TASK ITEM: From the data underneath, reproduce exactly the stretch that begins at the line with "positive clicks: (11, 45)" and ends after the line with "positive clicks: (10, 43) (10, 49)".

RECORDS PROVIDED:
----------

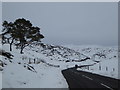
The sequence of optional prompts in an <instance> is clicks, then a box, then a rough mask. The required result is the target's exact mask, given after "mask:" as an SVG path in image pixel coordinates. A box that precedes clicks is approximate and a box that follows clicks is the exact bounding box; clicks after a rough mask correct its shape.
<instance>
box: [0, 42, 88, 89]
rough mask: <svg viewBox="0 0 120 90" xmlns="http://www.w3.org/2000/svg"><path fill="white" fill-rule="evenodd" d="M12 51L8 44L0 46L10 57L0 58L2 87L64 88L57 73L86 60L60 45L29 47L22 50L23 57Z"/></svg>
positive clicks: (60, 80)
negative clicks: (81, 60) (2, 86)
mask: <svg viewBox="0 0 120 90" xmlns="http://www.w3.org/2000/svg"><path fill="white" fill-rule="evenodd" d="M12 48H13V51H12V52H10V51H9V45H7V44H6V45H3V47H2V49H3V52H5V53H9V54H10V55H11V57H10V58H8V57H6V56H1V57H2V63H3V67H1V69H3V71H2V72H3V78H2V79H3V87H4V88H16V87H20V88H46V87H48V88H67V87H68V85H67V82H66V80H65V79H64V78H63V75H62V74H61V70H63V69H66V68H68V67H73V66H75V64H81V61H80V60H81V59H85V58H88V57H87V56H85V55H83V54H81V53H78V52H76V51H74V50H72V49H69V48H65V47H62V46H53V45H31V46H30V47H26V48H25V49H24V54H20V53H19V51H20V50H19V49H16V48H15V46H13V47H12ZM75 60H76V61H78V62H75ZM88 60H89V59H88ZM26 76H27V77H26ZM48 80H49V81H48Z"/></svg>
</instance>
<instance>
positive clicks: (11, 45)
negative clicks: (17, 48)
mask: <svg viewBox="0 0 120 90" xmlns="http://www.w3.org/2000/svg"><path fill="white" fill-rule="evenodd" d="M10 51H12V44H11V43H10Z"/></svg>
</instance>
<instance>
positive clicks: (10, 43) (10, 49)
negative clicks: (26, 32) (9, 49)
mask: <svg viewBox="0 0 120 90" xmlns="http://www.w3.org/2000/svg"><path fill="white" fill-rule="evenodd" d="M13 41H14V38H13V39H12V41H11V43H10V51H12V44H13Z"/></svg>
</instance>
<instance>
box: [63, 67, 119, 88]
mask: <svg viewBox="0 0 120 90" xmlns="http://www.w3.org/2000/svg"><path fill="white" fill-rule="evenodd" d="M62 74H63V76H64V77H65V79H66V81H67V83H68V85H69V88H70V89H72V88H94V89H95V88H96V89H98V88H104V89H107V90H118V88H119V87H118V84H120V80H117V79H113V78H109V77H105V76H101V75H97V74H92V73H88V72H84V71H77V70H76V69H75V68H71V69H66V70H63V71H62Z"/></svg>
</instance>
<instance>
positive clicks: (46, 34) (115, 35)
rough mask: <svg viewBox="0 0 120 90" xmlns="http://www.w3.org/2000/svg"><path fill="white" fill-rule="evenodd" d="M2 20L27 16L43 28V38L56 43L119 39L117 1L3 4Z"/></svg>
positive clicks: (95, 40)
mask: <svg viewBox="0 0 120 90" xmlns="http://www.w3.org/2000/svg"><path fill="white" fill-rule="evenodd" d="M2 5H3V6H2V15H3V16H2V17H3V18H2V19H3V21H4V20H7V21H15V19H18V18H25V19H28V20H30V21H31V22H32V24H33V25H34V26H38V27H40V28H41V33H42V34H43V35H44V36H45V38H44V39H43V40H42V41H43V42H45V43H48V44H56V45H66V44H75V45H103V46H104V45H105V46H113V45H117V42H118V6H117V3H92V2H90V3H82V2H79V3H65V2H64V3H52V2H50V3H48V2H47V3H42V2H39V3H38V2H36V3H33V2H32V3H28V2H27V3H19V2H18V3H15V2H14V3H9V2H7V3H3V4H2Z"/></svg>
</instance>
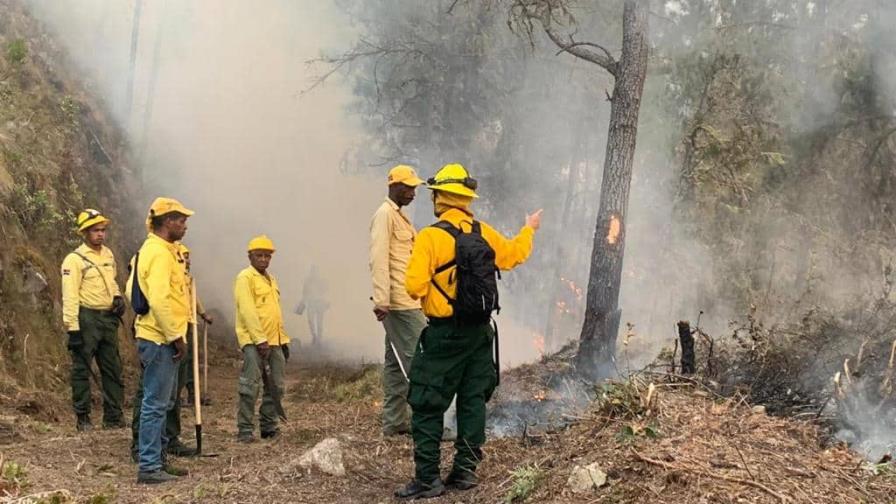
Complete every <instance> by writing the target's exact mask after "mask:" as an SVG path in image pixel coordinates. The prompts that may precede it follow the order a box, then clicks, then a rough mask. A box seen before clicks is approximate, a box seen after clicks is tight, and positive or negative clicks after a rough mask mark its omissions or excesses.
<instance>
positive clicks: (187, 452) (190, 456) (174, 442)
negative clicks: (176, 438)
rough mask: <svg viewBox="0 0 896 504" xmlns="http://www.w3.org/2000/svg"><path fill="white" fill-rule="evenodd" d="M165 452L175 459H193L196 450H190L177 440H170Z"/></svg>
mask: <svg viewBox="0 0 896 504" xmlns="http://www.w3.org/2000/svg"><path fill="white" fill-rule="evenodd" d="M165 451H166V452H168V454H169V455H174V456H175V457H193V456H195V455H196V448H190V447H189V446H187V445H185V444H183V443H181V442H180V441H179V440H171V441H170V442H169V443H168V448H167V449H166V450H165Z"/></svg>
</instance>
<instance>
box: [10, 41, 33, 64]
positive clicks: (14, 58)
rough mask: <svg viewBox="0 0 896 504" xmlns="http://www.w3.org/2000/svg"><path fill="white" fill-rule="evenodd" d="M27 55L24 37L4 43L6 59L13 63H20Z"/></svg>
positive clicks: (22, 60) (27, 50)
mask: <svg viewBox="0 0 896 504" xmlns="http://www.w3.org/2000/svg"><path fill="white" fill-rule="evenodd" d="M27 57H28V44H26V43H25V40H24V39H15V40H13V41H12V42H10V43H9V44H6V59H7V60H8V61H9V62H10V63H12V64H13V65H20V64H21V63H22V62H23V61H25V58H27Z"/></svg>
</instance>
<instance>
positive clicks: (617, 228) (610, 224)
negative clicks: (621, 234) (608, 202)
mask: <svg viewBox="0 0 896 504" xmlns="http://www.w3.org/2000/svg"><path fill="white" fill-rule="evenodd" d="M621 232H622V221H620V220H619V217H617V216H615V215H611V216H610V230H609V232H608V233H607V243H609V244H610V245H615V244H616V242H617V241H619V234H620V233H621Z"/></svg>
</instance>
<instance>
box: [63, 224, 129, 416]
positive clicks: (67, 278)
mask: <svg viewBox="0 0 896 504" xmlns="http://www.w3.org/2000/svg"><path fill="white" fill-rule="evenodd" d="M110 222H111V221H110V220H109V219H108V218H106V217H105V216H103V215H102V213H100V212H98V211H97V210H93V209H87V210H84V211H83V212H81V213H80V214H79V215H78V220H77V226H78V231H79V232H80V233H81V234H82V236H83V237H84V243H83V244H82V245H81V246H80V247H78V248H77V249H75V250H74V251H73V252H71V253H70V254H68V255H67V256H65V259H64V260H63V261H62V271H61V273H62V322H63V324H64V325H65V330H66V331H67V332H68V349H69V352H71V354H72V374H71V382H72V404H73V406H74V410H75V414H76V415H77V418H78V420H77V424H76V427H77V429H78V430H79V431H85V430H90V429H91V428H92V424H91V423H90V378H91V375H93V376H92V377H93V378H94V379H96V375H94V374H93V370H92V369H91V367H90V363H91V361H93V360H94V359H96V362H97V366H98V367H99V370H100V377H101V379H102V393H103V427H105V428H119V427H124V426H125V423H124V420H123V419H122V415H121V405H122V396H123V395H124V383H123V382H122V379H121V357H120V356H119V353H118V324H119V322H120V318H121V316H122V315H124V312H125V303H124V298H122V297H121V292H120V290H119V288H118V284H117V283H116V282H115V271H116V268H115V256H114V255H113V254H112V251H111V250H109V248H108V247H106V246H105V245H104V243H105V241H106V230H107V228H108V226H109V223H110Z"/></svg>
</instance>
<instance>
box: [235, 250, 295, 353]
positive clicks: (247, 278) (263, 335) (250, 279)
mask: <svg viewBox="0 0 896 504" xmlns="http://www.w3.org/2000/svg"><path fill="white" fill-rule="evenodd" d="M233 300H234V304H235V305H236V316H235V317H234V318H235V319H236V337H237V341H238V342H239V345H240V348H242V347H244V346H246V345H257V344H259V343H263V342H265V341H266V342H267V343H268V345H271V346H277V345H285V344H287V343H289V336H288V335H287V334H286V331H285V330H284V329H283V312H282V311H281V310H280V288H279V287H278V286H277V279H275V278H274V276H273V275H271V274H270V273H267V274H266V275H262V274H261V273H259V272H258V270H256V269H255V268H253V267H252V266H249V267H248V268H246V269H244V270H243V271H240V273H239V274H238V275H237V276H236V280H235V281H234V283H233Z"/></svg>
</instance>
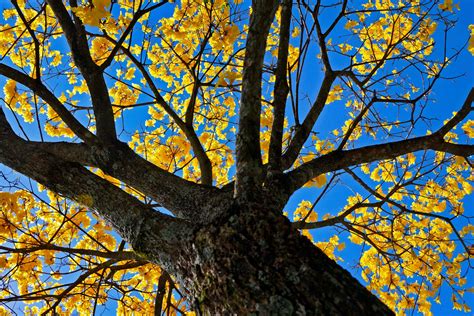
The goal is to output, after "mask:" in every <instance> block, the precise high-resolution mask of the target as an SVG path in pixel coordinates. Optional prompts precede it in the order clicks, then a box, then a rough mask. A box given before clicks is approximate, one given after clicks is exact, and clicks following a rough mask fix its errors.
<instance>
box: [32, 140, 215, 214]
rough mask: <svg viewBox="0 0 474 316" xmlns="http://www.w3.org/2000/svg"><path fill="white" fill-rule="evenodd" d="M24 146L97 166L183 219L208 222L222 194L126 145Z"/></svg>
mask: <svg viewBox="0 0 474 316" xmlns="http://www.w3.org/2000/svg"><path fill="white" fill-rule="evenodd" d="M25 146H27V147H28V150H29V151H31V152H37V151H44V152H46V153H49V154H52V155H54V156H57V157H59V158H61V159H63V160H66V161H69V162H74V163H79V164H81V165H83V166H91V167H98V168H100V169H101V170H103V171H104V172H105V173H107V174H108V175H110V176H113V177H115V178H117V179H119V180H120V181H123V182H124V183H127V184H128V185H130V186H132V187H134V188H136V189H137V190H139V191H140V192H142V193H144V194H145V195H147V196H149V197H151V198H153V199H154V200H155V201H156V202H158V203H159V204H160V205H161V206H163V207H165V208H166V209H168V210H169V211H171V212H172V213H173V214H174V215H176V216H178V217H181V218H188V219H193V220H198V219H199V218H202V219H205V217H206V216H207V215H206V214H208V212H211V211H212V210H211V206H209V201H211V200H212V199H213V198H219V196H220V195H221V191H220V190H219V189H217V188H213V187H209V186H202V185H199V184H196V183H194V182H190V181H187V180H184V179H182V178H180V177H178V176H176V175H174V174H171V173H169V172H167V171H165V170H163V169H161V168H159V167H158V166H156V165H154V164H152V163H151V162H149V161H147V160H146V159H144V158H142V157H141V156H139V155H137V154H136V153H135V152H133V151H132V150H131V149H130V148H128V146H126V145H124V144H112V145H100V144H96V145H93V146H88V145H86V144H83V143H68V142H54V143H53V142H49V143H48V142H27V144H26V145H25ZM130 166H133V168H131V167H130ZM144 175H146V176H144Z"/></svg>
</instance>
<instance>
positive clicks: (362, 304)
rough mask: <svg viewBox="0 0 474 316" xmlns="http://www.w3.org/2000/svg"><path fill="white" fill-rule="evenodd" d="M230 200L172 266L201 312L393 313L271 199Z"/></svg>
mask: <svg viewBox="0 0 474 316" xmlns="http://www.w3.org/2000/svg"><path fill="white" fill-rule="evenodd" d="M233 203H234V204H233V205H232V206H226V205H222V208H227V210H226V211H227V212H224V211H223V210H221V211H222V212H220V213H221V214H227V215H226V216H225V217H218V218H215V219H213V220H212V222H210V223H208V224H206V225H204V226H201V227H200V228H198V229H197V230H196V232H195V234H194V236H193V239H194V240H193V241H192V242H191V243H190V246H189V247H188V248H187V249H182V251H180V253H179V254H178V255H177V256H176V258H175V262H174V263H173V266H174V268H175V269H177V270H176V271H175V272H174V273H175V276H176V277H177V278H178V281H179V282H180V283H181V284H182V285H184V287H185V288H186V290H187V291H188V293H187V295H188V296H189V299H190V301H191V303H192V304H194V308H195V309H196V310H197V312H198V313H199V314H204V315H209V314H211V315H215V314H229V313H232V314H234V313H235V314H238V315H242V314H249V313H259V314H262V315H294V314H296V315H392V314H393V312H392V311H391V310H390V309H389V308H387V307H386V306H385V305H384V304H383V303H381V302H380V301H379V300H378V299H377V298H376V297H375V296H374V295H373V294H371V293H370V292H369V291H368V290H367V289H366V288H365V287H363V286H362V285H361V284H360V283H359V282H358V281H357V280H356V279H355V278H353V277H352V276H351V275H350V274H349V272H347V271H346V270H344V269H343V268H341V267H340V266H339V265H337V264H336V263H335V262H334V261H332V260H331V259H329V258H328V257H327V256H326V255H325V254H324V253H323V252H322V251H321V250H319V249H318V248H317V247H315V246H314V245H313V244H312V243H311V242H310V241H309V240H308V239H307V238H306V237H304V236H301V234H300V233H299V232H298V231H297V230H295V229H293V228H291V226H290V222H289V221H288V220H287V219H286V218H285V217H284V216H282V215H279V213H278V212H276V211H275V210H271V209H268V207H267V206H268V204H266V203H264V202H261V203H252V205H251V206H248V205H247V206H244V207H242V206H238V205H236V203H235V202H233Z"/></svg>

----------

RESULT OF THIS TASK:
positive clicks: (11, 45)
negative clicks: (17, 48)
mask: <svg viewBox="0 0 120 90" xmlns="http://www.w3.org/2000/svg"><path fill="white" fill-rule="evenodd" d="M10 51H12V44H11V43H10Z"/></svg>
</instance>
<instance>
positive clicks: (10, 43) (10, 49)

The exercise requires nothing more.